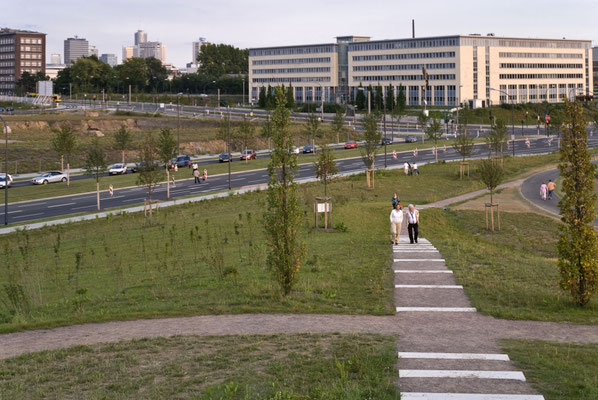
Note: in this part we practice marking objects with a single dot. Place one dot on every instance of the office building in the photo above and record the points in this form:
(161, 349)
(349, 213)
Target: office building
(75, 48)
(109, 59)
(20, 51)
(481, 70)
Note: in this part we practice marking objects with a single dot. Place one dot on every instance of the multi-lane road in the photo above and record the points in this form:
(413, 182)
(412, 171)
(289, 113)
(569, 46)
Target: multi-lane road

•••••

# What needs to be done
All lines above that include the word "points" should be located and copied.

# Output of the exercise
Note: in this part we practice marking objects with a single dot. Place one dot on every instance of the office building in the photo above and record the points in this form:
Note: in this part we practice marking objects with a single dot. Place one dot on every instance of the multi-lane road in the photo above and record the points in this form:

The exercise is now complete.